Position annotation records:
---
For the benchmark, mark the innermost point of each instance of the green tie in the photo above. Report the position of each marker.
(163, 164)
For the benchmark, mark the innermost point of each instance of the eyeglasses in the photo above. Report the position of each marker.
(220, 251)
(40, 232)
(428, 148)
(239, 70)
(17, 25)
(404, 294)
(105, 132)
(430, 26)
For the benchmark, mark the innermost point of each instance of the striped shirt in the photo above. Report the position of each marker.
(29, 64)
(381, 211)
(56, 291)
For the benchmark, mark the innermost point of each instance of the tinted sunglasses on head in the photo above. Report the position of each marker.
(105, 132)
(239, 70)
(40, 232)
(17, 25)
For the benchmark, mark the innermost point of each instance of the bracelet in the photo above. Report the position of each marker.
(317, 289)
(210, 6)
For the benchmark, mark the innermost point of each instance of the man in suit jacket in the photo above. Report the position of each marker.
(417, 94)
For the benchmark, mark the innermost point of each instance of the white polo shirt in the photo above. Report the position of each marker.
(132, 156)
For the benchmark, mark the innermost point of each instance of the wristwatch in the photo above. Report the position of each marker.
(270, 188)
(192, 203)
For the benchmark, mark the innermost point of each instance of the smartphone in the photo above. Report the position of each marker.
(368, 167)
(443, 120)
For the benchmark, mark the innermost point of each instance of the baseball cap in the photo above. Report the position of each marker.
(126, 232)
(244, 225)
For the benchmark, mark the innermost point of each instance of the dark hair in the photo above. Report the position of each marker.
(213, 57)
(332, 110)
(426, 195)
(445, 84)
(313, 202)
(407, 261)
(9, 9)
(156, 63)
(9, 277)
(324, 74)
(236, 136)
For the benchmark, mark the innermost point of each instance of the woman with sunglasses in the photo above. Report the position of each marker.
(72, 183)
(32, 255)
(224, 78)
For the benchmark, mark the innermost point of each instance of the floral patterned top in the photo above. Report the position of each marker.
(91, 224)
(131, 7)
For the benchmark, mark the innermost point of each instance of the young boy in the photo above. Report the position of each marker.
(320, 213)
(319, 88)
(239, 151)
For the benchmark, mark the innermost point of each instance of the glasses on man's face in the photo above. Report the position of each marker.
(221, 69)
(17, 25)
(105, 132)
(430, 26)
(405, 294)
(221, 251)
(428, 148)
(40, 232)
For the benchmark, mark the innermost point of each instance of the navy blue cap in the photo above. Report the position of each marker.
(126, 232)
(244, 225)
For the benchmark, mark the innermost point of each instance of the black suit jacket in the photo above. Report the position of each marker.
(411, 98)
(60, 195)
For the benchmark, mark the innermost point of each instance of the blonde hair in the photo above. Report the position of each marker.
---
Directions for this task. Convert the records above into a JSON list of strings, with one string for each line and blank lines omitted.

Solution to the problem.
[
  "For the benchmark, mark the innermost point of each instance of the green tie in the photo above. Report the position of each marker.",
  "(163, 164)",
  "For the benchmark, mark the innermost point of each instance of the eyeglasses in the photo above. Report the position of each marker.",
  "(220, 251)",
  "(40, 232)",
  "(428, 148)",
  "(239, 70)",
  "(17, 25)",
  "(404, 294)",
  "(105, 132)",
  "(430, 26)",
  "For the benchmark, mark the innermost point of each instance of the striped shirt in the photo above. Report the position of each marker.",
  "(29, 64)",
  "(381, 211)",
  "(56, 291)",
  "For the benchmark, mark the innermost point of each instance of the tinted sunglasses on head in the photo above. Report the position of each marker.",
  "(105, 132)",
  "(239, 70)",
  "(40, 232)",
  "(17, 25)",
  "For the benchmark, mark the innermost point of each instance of the bracelet in the photo above. Report the position of each marker.",
  "(317, 289)",
  "(210, 6)",
  "For the benchmark, mark the innermost point of each instance of the man in suit jacket in the photo above. Report the position of each marker.",
  "(417, 94)",
  "For the benchmark, mark the innermost point of each instance of the white polo shirt in the photo above. Report the position of each marker.",
  "(132, 156)",
  "For the benchmark, mark the innermost point of each instance of the wristwatch in the photo above. Report the position of each marker.",
  "(270, 188)",
  "(192, 203)",
  "For the benchmark, mark the innermost point of each instance of the smartphone in the photo above. Report the position of each marker.",
  "(368, 167)",
  "(443, 120)",
  "For the benchmark, mark the innermost point of each instance of the baseball cap in the photo above. Report the position of each marker.",
  "(126, 232)",
  "(244, 225)",
  "For the benchmark, mark the innermost point of each instance of the dark hair in the photo above. Report the position of each marker.",
  "(213, 57)",
  "(332, 110)",
  "(426, 195)",
  "(445, 84)",
  "(313, 202)",
  "(407, 261)",
  "(9, 9)",
  "(156, 63)",
  "(9, 277)",
  "(324, 74)",
  "(236, 136)",
  "For the benchmark, mark the innermost point of each instance of the woman with sunglasses in the photo above. Report the position of each marker.",
  "(72, 183)",
  "(32, 255)",
  "(224, 78)",
  "For the benchmark, mark the innermost point of each instance of the floral patterned top in the photo above. Report the position of each marker.",
  "(91, 224)",
  "(131, 7)",
  "For the benchmark, mark the innermost point of each instance of the young boy in the photo above. Report the position of each marker.",
  "(320, 213)",
  "(319, 88)",
  "(239, 151)",
  "For the benchmark, mark the innermost point of each instance of the glasses on man's face in the photo above. Report the position of each marker.",
  "(221, 69)",
  "(17, 25)",
  "(105, 132)",
  "(430, 26)",
  "(405, 294)",
  "(221, 251)",
  "(428, 148)",
  "(40, 232)",
  "For the benchmark, mark the innermost point of each instance of the navy blue cap in the photo above. Report the position of each marker.",
  "(126, 232)",
  "(244, 225)",
  "For the benchmark, mark the innermost point of each instance of the black suit jacket in the photo above. Report the position of each marker.",
  "(411, 98)",
  "(60, 195)",
  "For the benchmark, mark the innermost point of each instance of the blonde hair in the photo above. Report the position of each marker."
]